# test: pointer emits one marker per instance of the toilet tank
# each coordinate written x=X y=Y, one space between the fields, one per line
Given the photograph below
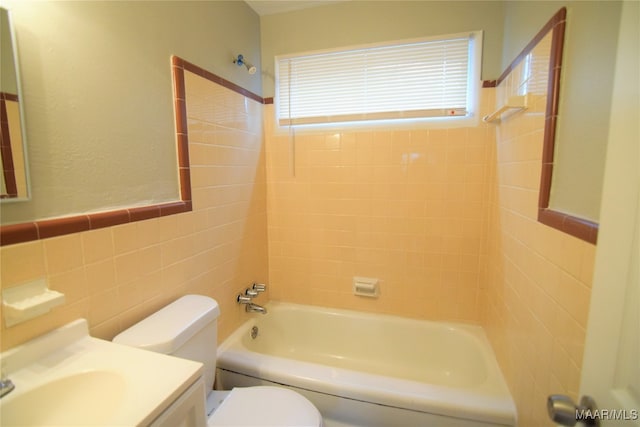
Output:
x=185 y=328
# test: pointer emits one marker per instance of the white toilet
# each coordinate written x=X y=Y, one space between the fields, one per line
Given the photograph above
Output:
x=187 y=328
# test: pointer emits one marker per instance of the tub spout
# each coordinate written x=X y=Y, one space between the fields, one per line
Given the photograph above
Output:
x=255 y=308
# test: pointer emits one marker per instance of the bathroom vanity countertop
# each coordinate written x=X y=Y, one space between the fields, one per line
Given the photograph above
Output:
x=67 y=377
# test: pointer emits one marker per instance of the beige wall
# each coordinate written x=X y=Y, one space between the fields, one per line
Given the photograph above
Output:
x=536 y=284
x=585 y=97
x=407 y=207
x=360 y=22
x=116 y=276
x=98 y=95
x=8 y=82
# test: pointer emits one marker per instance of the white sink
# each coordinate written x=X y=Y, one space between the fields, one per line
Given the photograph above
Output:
x=68 y=378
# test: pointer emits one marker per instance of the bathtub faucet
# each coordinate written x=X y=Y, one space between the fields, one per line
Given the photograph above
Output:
x=250 y=294
x=255 y=308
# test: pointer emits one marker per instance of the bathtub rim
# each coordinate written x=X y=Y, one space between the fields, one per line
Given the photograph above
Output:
x=490 y=402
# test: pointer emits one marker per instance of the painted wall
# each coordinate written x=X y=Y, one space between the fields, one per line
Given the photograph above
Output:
x=8 y=82
x=585 y=97
x=98 y=95
x=361 y=22
x=536 y=280
x=116 y=276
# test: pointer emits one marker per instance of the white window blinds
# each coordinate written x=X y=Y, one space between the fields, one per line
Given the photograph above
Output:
x=411 y=80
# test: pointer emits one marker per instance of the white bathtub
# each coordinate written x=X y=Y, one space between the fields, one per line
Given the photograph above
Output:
x=371 y=370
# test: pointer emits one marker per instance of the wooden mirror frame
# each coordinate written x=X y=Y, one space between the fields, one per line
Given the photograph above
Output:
x=42 y=229
x=575 y=226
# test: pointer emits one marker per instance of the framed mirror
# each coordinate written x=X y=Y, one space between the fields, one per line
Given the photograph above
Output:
x=14 y=179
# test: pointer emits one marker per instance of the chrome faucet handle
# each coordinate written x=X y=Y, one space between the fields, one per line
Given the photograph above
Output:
x=251 y=293
x=243 y=299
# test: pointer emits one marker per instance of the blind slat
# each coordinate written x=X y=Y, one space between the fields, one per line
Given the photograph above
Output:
x=419 y=79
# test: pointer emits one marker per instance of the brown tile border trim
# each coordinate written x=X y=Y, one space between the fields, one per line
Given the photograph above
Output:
x=42 y=229
x=217 y=79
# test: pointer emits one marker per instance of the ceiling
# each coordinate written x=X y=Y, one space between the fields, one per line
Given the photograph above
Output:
x=271 y=7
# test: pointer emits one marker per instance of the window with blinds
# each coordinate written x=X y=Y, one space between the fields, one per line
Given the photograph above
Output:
x=405 y=80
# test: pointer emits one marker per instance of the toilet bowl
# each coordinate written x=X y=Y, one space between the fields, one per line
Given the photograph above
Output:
x=187 y=328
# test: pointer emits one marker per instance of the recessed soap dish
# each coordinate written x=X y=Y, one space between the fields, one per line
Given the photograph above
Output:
x=24 y=302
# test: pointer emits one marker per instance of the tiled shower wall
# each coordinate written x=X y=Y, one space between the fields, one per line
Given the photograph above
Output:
x=538 y=279
x=408 y=207
x=116 y=276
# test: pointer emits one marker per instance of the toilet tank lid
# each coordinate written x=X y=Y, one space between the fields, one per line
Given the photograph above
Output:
x=170 y=327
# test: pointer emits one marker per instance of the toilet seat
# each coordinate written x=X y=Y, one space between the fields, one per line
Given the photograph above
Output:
x=265 y=406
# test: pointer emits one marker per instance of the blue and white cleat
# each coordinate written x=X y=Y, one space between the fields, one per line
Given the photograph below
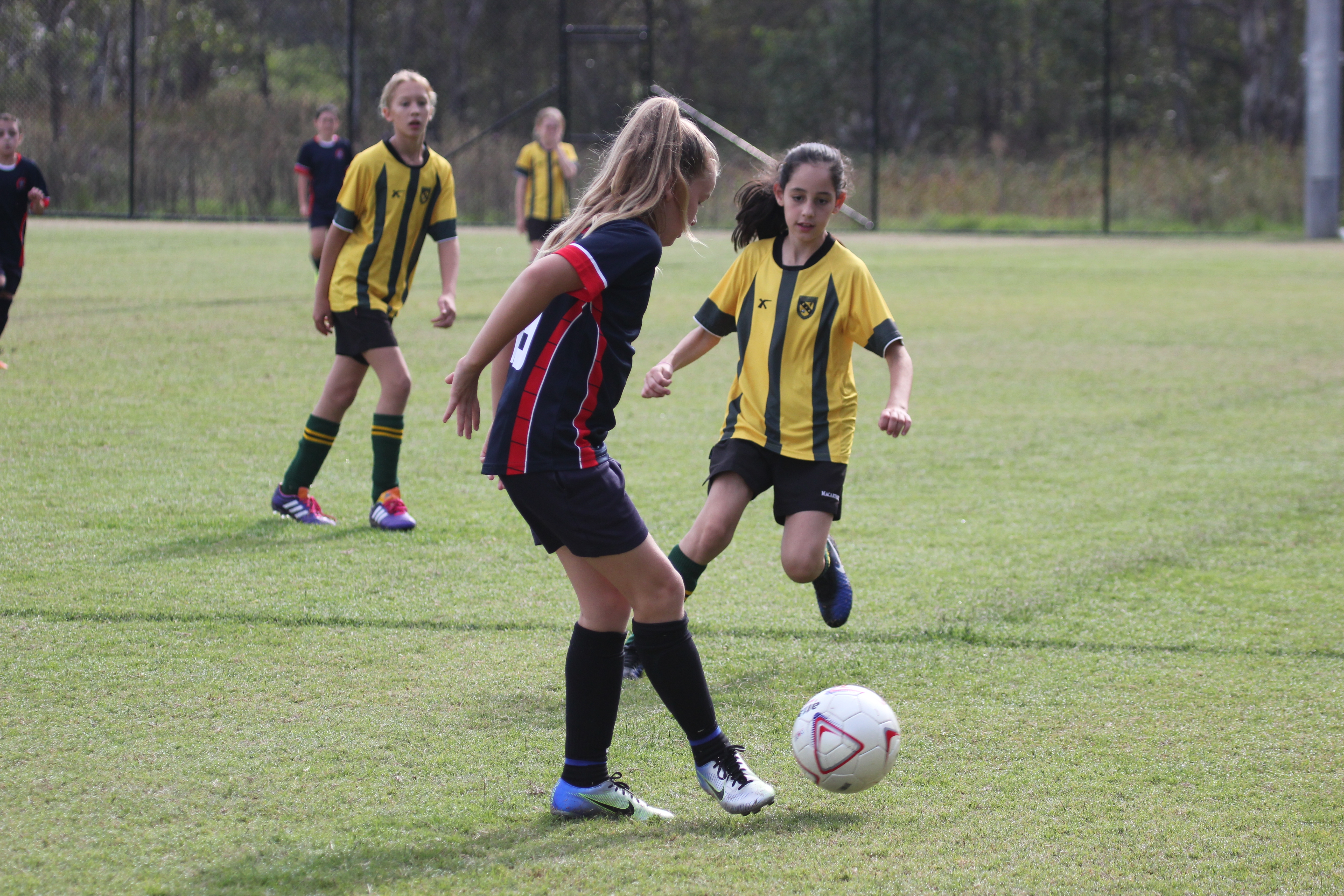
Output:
x=302 y=507
x=612 y=797
x=835 y=597
x=389 y=512
x=736 y=786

REQUIREMENTS: Convert all the entries above into a two-column CSV with the headers input and output, one row per entry: the entry's text goes under input and its answer under output, each in a double-quoted field with line breaks replaced by spaces. Leave the pictures out.

WRITTEN RESPONSE:
input,output
"# test: pointer emits one marker per instance of the toilet tank # each coordinate written x=X y=Y, one space between the fields, one per line Given the photograph below Output:","x=185 y=328"
"# test: pointer emits one marker per instance of the white toilet # each coordinate written x=X y=Y, one space between the fields, one per line Given the photograph above Output:","x=187 y=328"
"# test: pointer emits one marker per instance of the tub spout # each coordinate written x=X y=Y, one space between the fields, one per line Given the photograph above Output:","x=255 y=308"
"# test: pointer emits one marker per instance of the bathroom vanity countertop # each coordinate written x=X y=Y, one space between the fields, one per line Given the photograph above Output:","x=67 y=377"
"# test: pointer emits one marker per instance of the beige wall # each coordinate written x=X y=Y, one space between the fields, one per line Given the photograph above Output:","x=536 y=284 x=585 y=97 x=407 y=207 x=360 y=22 x=116 y=276 x=98 y=95 x=8 y=82"
"# test: pointer emits one marker per instance of the white sink # each coordinate written x=X y=Y, one space between the fields, one per line Given the photograph above Output:","x=68 y=378"
"# test: pointer emits one marker per instance of the bathtub faucet # each coordinate written x=X y=Y, one space between the fields, one per line Given the photograph above Output:","x=250 y=294 x=255 y=308"
"# test: pointer emits one marker per instance of the bathtub rim # each coordinate written x=X y=Y, one space between the fields, one per line Given the photograph above Output:","x=490 y=402"
"# test: pointer emits one marker per instance of the painted wall # each coordinate written x=X y=Y, one space between the fields, one per line Given the photograph above Output:","x=8 y=82 x=585 y=97 x=98 y=95 x=361 y=22 x=536 y=280 x=116 y=276"
"# test: pointer emits one marker per instance of the white window blinds # each coordinate written x=X y=Y, one space between the fields, one per line Given the photograph above Output:","x=411 y=80"
"# test: pointer emits one marker per instance of the white bathtub # each coordinate written x=X y=Y, one space between the fields, one per line Given the photograph above Output:","x=371 y=370"
"# test: pointer emits one marker per instance of the wooden mirror frame # each coordinate written x=X y=Y, one space between the fields, one per line Given the photograph above Output:","x=42 y=229 x=575 y=226"
"# test: pointer emits one marker per instance of the framed mirror # each coordinate written x=X y=Y, one space between the fields, one per line Given the photograph above Output:","x=14 y=179"
"# test: pointer emits one marker per instance of the chrome faucet handle # each coordinate written x=X y=Y, one space between the fields, one per line Given the photograph above Output:","x=251 y=293 x=243 y=299"
"# test: pointer emits one marker per instance of the blind slat # each coordinate written x=X y=Y, one space between the fields, one per line Given the photograph above Output:","x=419 y=79"
"# test: pointer emits one marker per instance of the brown tile border trim # each coordinate written x=X y=Y, one space between the fields, one per line Given the photograph above Output:","x=42 y=229 x=217 y=79"
"# test: pointer emits one marker per instance of the ceiling # each coordinate written x=X y=Y, one space between the fields, one per line Given the photograph above Output:","x=271 y=7"
"# test: pointer emits one marker per instance of the window with blinds # each coordinate written x=X y=Y, one space between the fields, one per line Given the photograph above Output:","x=405 y=80"
"# test: pointer emits one marker per instance of the toilet bowl # each coordinate written x=X y=Y, one space between the fields, one per line Given the photograph above Output:","x=187 y=328"
"# test: pointer emits one marker per instance of the recessed soap dish # each coordinate written x=X y=Y, one space between the fields, one per line Given the photograph above Output:","x=24 y=302"
"# test: pointer emits one marker per instance of the tiled shower wall # each coordinate written x=X y=Y, one space between the fields, one per line Given the photograph above Output:","x=538 y=279 x=408 y=207 x=116 y=276"
"# test: pointer emits one marker per instance of the toilet tank lid # each coordinate written x=X y=Y, one space between the fields, one per line Given the photograph above Output:","x=170 y=327"
"# test: pointer emits one marker per instance of the toilet seat # each coordinate written x=X y=Y, one space between the fields, one per line Given the photograph above Output:","x=265 y=406"
"# test: pointer emits one marker per instance of the blue and white cleat # each coordinate written x=X y=Y, one space between the fields, one per line Given the photograph below Output:","x=302 y=507 x=612 y=797 x=835 y=597 x=389 y=512 x=736 y=786"